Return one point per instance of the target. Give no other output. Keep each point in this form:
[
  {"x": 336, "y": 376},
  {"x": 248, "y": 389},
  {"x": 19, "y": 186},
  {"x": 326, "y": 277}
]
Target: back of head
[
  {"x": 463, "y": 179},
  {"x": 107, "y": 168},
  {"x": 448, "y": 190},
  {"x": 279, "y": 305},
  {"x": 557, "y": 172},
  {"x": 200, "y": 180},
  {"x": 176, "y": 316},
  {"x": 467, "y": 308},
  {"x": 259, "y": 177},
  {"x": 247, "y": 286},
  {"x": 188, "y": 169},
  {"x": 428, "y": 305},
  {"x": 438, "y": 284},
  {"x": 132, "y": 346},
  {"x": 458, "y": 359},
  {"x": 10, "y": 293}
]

☆ ☆ ☆ ☆

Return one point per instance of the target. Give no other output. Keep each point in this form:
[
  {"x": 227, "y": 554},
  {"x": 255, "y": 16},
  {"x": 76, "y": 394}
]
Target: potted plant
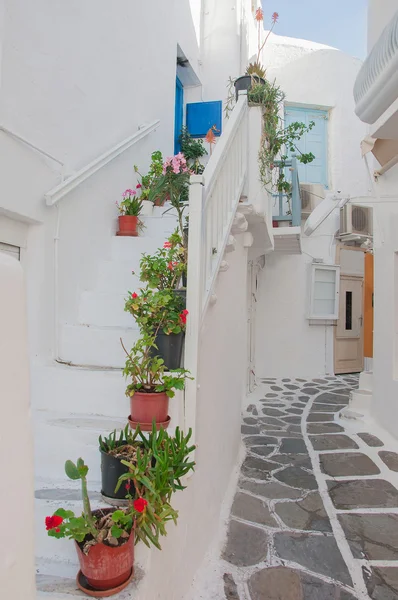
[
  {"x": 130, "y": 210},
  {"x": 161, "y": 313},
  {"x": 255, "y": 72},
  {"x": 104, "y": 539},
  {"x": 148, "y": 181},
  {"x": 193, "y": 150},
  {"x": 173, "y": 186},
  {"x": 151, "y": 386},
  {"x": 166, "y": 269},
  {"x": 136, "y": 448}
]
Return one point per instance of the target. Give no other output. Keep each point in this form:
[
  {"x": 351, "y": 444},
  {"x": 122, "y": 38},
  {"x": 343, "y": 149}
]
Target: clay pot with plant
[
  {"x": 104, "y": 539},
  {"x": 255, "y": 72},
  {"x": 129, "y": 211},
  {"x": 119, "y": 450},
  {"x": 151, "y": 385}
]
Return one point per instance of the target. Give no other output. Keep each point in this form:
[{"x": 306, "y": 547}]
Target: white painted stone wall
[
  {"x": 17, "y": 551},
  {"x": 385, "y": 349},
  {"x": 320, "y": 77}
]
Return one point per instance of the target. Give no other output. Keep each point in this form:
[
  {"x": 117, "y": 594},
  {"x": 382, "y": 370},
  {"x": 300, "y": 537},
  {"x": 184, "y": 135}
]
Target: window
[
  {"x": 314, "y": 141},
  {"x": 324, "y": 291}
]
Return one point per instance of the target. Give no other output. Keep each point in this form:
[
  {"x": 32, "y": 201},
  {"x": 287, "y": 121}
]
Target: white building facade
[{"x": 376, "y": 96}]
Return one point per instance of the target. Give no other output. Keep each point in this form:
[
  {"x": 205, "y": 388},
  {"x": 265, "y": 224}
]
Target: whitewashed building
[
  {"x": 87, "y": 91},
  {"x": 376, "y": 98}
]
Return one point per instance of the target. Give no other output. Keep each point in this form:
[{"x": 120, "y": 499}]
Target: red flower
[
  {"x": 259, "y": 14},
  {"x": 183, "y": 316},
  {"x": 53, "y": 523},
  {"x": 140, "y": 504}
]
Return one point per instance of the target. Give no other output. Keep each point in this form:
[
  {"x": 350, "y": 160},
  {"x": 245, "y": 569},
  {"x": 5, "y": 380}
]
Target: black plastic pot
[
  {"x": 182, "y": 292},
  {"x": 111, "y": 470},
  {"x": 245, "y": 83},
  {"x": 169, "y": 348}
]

☆ ☆ ☆ ☆

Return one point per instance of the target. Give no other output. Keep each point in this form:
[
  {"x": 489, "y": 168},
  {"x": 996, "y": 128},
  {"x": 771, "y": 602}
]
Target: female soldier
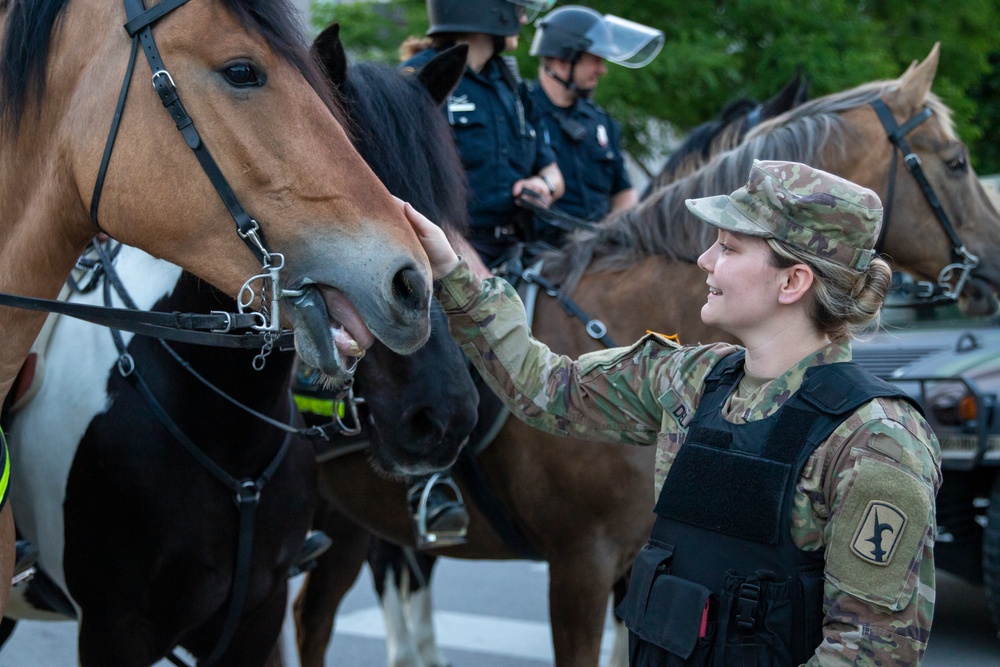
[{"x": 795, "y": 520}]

☆ ☆ ☆ ☆

● **Task description**:
List every line above that contains the string "plant". Case counts.

● **Response to this task**:
Target: potted plant
Target: clay pot with plant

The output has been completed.